Required actions:
a. According to the Formula 1 race report, what caused Sebastian Vettel's retirement?
b. Repeat, word for word, the stretch of the Formula 1 race report from "Living the American" through "for next year.".
c. Write the next part of the Formula 1 race report, picking up after its final sentence.

Study text:
But when it mattered, Hamilton turned on the heat as he secured his 51st career pole position beating Rosberg by less than 0.1 second. However, come Sunday, like in Melbourne, Hamilton had a poor start losing couple of positions before being hit by the Williams of Valtteri Bottas in turn one that pushed him beyond the top five with damage to his car too and had to settle for third.

Deja vu for Ferrari

For the second race in succession, only one Red car made it to the end with Sebastian Vettel retiring on the warm-up lap with an engine failure after Kimi Raikkonen’s retirement due to a turbo failure in Melbourne. While Kimi Raikkonen managed to split the two Mercedes on the podium with his eighth second place finish here, it was a race Ferrari could have won if the Finnish driver had not made a mistake at the start and lose positiont before staging a comeback.

Ferrari has thrown all its financial and resource might at the 2016 car to get back to winning ways but at the same time has suffered gremlins with its cars right from pre-season testing. After two retirements in two races, questions have arisen whether the Italian team has compromised on reliability for performance.

Living the American dream

After a sensational debut in Melbourne with a sixth place finish, new team Haas F1 went one better as Romain Grosjean drove a brilliant race to finish fifth and bag ten points. Grosjean did qualified spectacularly to start ninth and used an aggressive three-stop strategy running on the super soft tyres (fastest tyres) for the major part of the race, as he dispatched the likes of Williams and Force India with ease. For the Frenchman, who moved from Lotus (Renault now) to a new team this year, it is an important season with Raikkonen’s seat potentially opening up at Ferrari for next year.

Extracted records:

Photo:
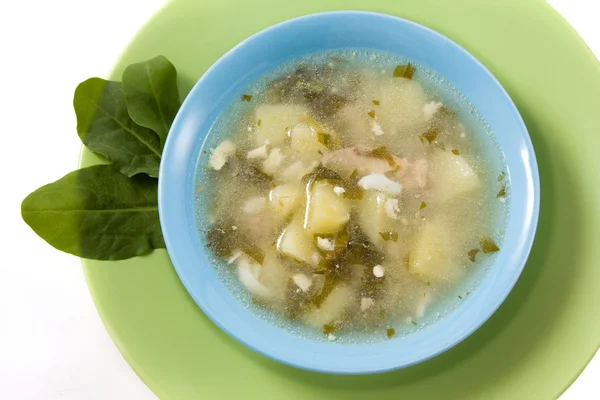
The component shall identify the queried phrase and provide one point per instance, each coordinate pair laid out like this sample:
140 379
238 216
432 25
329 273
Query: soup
352 192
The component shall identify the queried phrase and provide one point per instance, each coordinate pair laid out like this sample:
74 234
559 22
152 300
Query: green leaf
104 126
151 94
97 213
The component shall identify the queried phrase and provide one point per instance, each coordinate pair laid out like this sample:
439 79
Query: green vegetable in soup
223 240
309 86
488 245
328 328
325 139
393 236
98 213
472 254
430 135
404 71
502 191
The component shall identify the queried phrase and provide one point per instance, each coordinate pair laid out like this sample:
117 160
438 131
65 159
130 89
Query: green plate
533 347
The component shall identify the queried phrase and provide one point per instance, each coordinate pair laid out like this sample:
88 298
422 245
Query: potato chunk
306 142
451 176
275 121
434 256
297 243
285 198
327 212
373 216
332 307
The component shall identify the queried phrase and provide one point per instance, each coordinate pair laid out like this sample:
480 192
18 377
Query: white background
52 343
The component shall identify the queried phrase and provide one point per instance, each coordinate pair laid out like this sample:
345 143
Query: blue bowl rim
533 182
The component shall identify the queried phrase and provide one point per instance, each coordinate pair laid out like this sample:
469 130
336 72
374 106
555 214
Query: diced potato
433 256
295 171
274 276
297 243
306 144
373 216
332 307
451 175
249 274
285 198
327 212
275 121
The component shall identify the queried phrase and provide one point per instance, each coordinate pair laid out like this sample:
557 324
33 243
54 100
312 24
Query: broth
352 193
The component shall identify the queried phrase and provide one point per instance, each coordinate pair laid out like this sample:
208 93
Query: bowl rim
163 197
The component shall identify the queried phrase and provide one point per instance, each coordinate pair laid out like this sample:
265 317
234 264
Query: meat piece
414 176
345 161
411 175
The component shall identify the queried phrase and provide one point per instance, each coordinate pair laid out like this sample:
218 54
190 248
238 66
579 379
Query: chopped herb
338 60
488 245
222 240
404 71
328 286
383 153
250 173
502 191
430 135
324 139
393 236
472 254
443 110
327 329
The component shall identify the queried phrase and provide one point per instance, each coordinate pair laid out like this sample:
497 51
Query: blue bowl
326 31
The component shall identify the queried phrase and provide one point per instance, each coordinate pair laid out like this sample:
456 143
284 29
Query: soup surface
351 195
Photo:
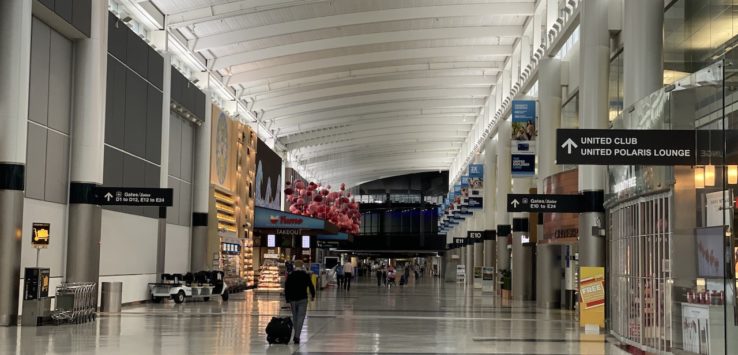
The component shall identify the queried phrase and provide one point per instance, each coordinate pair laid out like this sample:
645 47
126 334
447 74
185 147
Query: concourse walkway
425 317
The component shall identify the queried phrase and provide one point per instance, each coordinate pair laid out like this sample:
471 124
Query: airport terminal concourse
368 176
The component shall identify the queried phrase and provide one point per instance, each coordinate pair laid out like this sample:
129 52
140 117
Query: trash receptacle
112 297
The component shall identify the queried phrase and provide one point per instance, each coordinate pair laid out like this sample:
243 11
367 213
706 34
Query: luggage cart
76 302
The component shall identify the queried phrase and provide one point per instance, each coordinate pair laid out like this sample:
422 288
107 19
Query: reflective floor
426 317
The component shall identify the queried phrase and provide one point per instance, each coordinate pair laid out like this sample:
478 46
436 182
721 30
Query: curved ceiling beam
381 132
336 177
319 152
335 147
251 56
233 8
455 115
374 70
352 101
388 85
424 149
358 179
380 160
406 13
416 121
382 107
488 52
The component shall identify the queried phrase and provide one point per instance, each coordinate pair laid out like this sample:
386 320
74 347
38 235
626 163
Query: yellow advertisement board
592 296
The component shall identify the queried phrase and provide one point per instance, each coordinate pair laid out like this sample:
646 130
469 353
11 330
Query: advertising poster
268 177
592 296
710 260
476 184
223 150
488 278
524 133
464 190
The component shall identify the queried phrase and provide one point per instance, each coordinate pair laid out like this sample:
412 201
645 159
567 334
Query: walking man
295 291
348 272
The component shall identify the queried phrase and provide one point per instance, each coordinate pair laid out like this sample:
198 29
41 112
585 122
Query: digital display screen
710 257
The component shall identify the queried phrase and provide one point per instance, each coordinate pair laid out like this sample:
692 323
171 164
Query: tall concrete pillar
504 180
643 62
479 243
164 171
15 46
490 184
593 113
522 263
549 275
199 243
548 267
88 143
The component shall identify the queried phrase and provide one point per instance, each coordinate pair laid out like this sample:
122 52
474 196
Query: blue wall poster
476 184
524 133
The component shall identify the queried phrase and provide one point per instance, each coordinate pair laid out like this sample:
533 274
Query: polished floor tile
425 317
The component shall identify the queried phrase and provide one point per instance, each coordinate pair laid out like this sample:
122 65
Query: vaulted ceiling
358 89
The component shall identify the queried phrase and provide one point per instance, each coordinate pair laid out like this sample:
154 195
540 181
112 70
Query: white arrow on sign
568 145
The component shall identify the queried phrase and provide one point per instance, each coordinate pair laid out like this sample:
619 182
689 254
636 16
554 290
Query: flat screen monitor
306 242
330 262
710 253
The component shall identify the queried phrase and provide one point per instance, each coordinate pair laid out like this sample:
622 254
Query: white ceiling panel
358 89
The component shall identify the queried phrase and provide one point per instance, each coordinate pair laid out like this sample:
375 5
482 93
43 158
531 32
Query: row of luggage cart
76 302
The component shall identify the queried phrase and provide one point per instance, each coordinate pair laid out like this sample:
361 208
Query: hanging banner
476 185
464 191
524 134
592 296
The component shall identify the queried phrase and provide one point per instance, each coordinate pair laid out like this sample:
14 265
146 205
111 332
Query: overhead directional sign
625 147
545 203
134 196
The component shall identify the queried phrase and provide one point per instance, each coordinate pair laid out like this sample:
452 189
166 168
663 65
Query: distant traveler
378 273
391 274
339 275
348 272
295 291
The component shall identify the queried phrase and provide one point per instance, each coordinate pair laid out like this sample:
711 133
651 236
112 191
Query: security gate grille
639 270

Results by task:
a. An engine failure on the warm-up lap.

b.
Living the American dream

After a sensational debut in Melbourne with a sixth place finish, new team Haas F1 went one better as Romain Grosjean drove a brilliant race to finish fifth and bag ten points. Grosjean did qualified spectacularly to start ninth and used an aggressive three-stop strategy running on the super soft tyres (fastest tyres) for the major part of the race, as he dispatched the likes of Williams and Force India with ease. For the Frenchman, who moved from Lotus (Renault now) to a new team this year, it is an important season with Raikkonen’s seat potentially opening up at Ferrari for next year.

c.
It has been a fairytale start for the outfit owned by American businessman Gene Haas who has pioneered a new business model by buying as many parts as is allowed in the regulations from Ferrari and producing just enough on its own to qualify as a constructor. With 18 points and fifth place in the constructors championship, Haas could have not asked for a better start but now the challenge is to keep improving as the experienced teams get their act together.

Young brigade shines

While the action always tends to be focused on the stars and at the top of the field, there was some splendid driving down the grid by the gen next of F1 as Stoffel Vandoorne, Pascal Wehrlein and Kevin Magnussen shone under the night sky. Vandoorne has a mighty CV in junior series and the McLaren reserve driver was called in at the last minute to replace Fernando Alonso, after the latter was deemed medically unfit to race following his monstrous crash in Melbourne.

The Belgian was in Japan for his racing commitments in the Super Formula series and dashed to Bahrain late on Thursday and justified the hype around him by outqualifying teammate Jenson Button. On Sunday, he produced a brilliant race after losing a position at the start to finish tenth and score a point on debut.

Another debutant this season, Wehrlein produced a mega drive in his Manor to finish 13th ahead of the two Force Indias while Magnussen started from the pitlane and finished 11th, just outside the points in his Renault.

Fun fact: Vandoorne is now ahead of both the regular McLaren drivers in the standings.

If it ain't broke, don't fix it

We have had two exciting races but the new elimination style qualifying has surely lived one race longer than it ought to have. In Australia, team bosses agreed to revert to the 2015 format which was perfectly fine to begin with. However, the proposed change failed to gather enough votes and the universally despised format continued in Bahrain, and once again qualifying was dull with no cars on track in the final minutes of each session.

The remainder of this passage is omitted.